- _Instructions to follow_:
Reproduce the data in its entirety, exactly as supplied.

*** Opening Supplied data ***

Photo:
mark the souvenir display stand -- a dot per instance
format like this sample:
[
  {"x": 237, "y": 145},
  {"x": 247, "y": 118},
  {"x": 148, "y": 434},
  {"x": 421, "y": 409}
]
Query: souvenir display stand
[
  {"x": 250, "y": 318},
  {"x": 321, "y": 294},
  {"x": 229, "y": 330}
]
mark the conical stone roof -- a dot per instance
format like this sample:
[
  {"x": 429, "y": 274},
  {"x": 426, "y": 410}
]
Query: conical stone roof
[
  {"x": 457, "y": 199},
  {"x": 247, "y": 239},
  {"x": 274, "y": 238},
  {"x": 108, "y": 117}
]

*** Closing Supplied data ***

- _Written reply_:
Photo:
mark the souvenir display stand -- a dot per instance
format like this sample:
[
  {"x": 237, "y": 145},
  {"x": 247, "y": 118},
  {"x": 148, "y": 434},
  {"x": 421, "y": 409}
]
Query: souvenir display stand
[
  {"x": 250, "y": 318},
  {"x": 321, "y": 294},
  {"x": 229, "y": 330}
]
mark the conical stone roof -- a dot per instance
format like this sample:
[
  {"x": 429, "y": 274},
  {"x": 426, "y": 410}
]
Query: conical stone roof
[
  {"x": 457, "y": 199},
  {"x": 247, "y": 239},
  {"x": 274, "y": 238},
  {"x": 108, "y": 117}
]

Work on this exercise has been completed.